:: Study questions ::
1) In the passage about Robert Gibb, list each person whose payments Gibb kept accounts of, along with the work the passage links to that person.
2) Decide whether each statement agrees with the passage about Robert Gibb. Answer yes or no for each, and quote the words from the passage that settle it.
(a) Pitscottie's account has the king riding to Stirling from Falkland Palace.
(b) An English report says the king set out from Falkland Palace with six horses.
(c) The passage states as certain fact that Robert Gibb helped the king escape.
3) Reproduce the passage about Robert Gibb word for word, from "Gibb's work at" to "by William Smeberd.".

In May 1528 James V joined his mother Margaret Tudor at Stirling Castle, escaping from the Douglas family. Traditionally, as described by Robert Lindsay of Pitscottie, the king rode to Stirling early in the morning from Falkland Palace before the household was awake. Pitscottie's chronicle names the king's helpers in the stable as Jockie Hairt and Zacharie Harcar. The details are uncertain, an English report mentions the king rode from Edinburgh in disguise with six horses. It is supposed that Robert Gibb facilitated this escape.

Gibb's work at court was concerned with the management of the royal stable, the king's horses, and his travel. Records of the royal court mention that he was a bought a "great coffer" for the horse harness and the horses' caparison cloths. He kept the accounts of payments to the blacksmith Thomas Sprotty, the metal worker Andrew Lorimer who made horse bits and stirrups, and for sharpening and refurbishing the king's swords and polearms called "Jedburgh staves", and for the horse and jousting armour made for the king by William Smeberd.

:: Dataset extract ::
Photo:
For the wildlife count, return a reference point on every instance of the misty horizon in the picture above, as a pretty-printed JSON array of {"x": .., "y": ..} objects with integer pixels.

:: Responses per task ::
1)
- Thomas Sprotty: blacksmith
- Andrew Lorimer: metal worker who made horse bits and stirrups
- William Smeberd: made the horse and jousting armour for the king

2)
(a) Yes: "the king rode to Stirling early in the morning from Falkland Palace before the household was awake"
(b) No: "an English report mentions the king rode from Edinburgh in disguise with six horses"
(c) No: "It is supposed that Robert Gibb facilitated this escape."

3)
Gibb's work at court was concerned with the management of the royal stable, the king's horses, and his travel. Records of the royal court mention that he was a bought a "great coffer" for the horse harness and the horses' caparison cloths. He kept the accounts of payments to the blacksmith Thomas Sprotty, the metal worker Andrew Lorimer who made horse bits and stirrups, and for sharpening and refurbishing the king's swords and polearms called "Jedburgh staves", and for the horse and jousting armour made for the king by William Smeberd.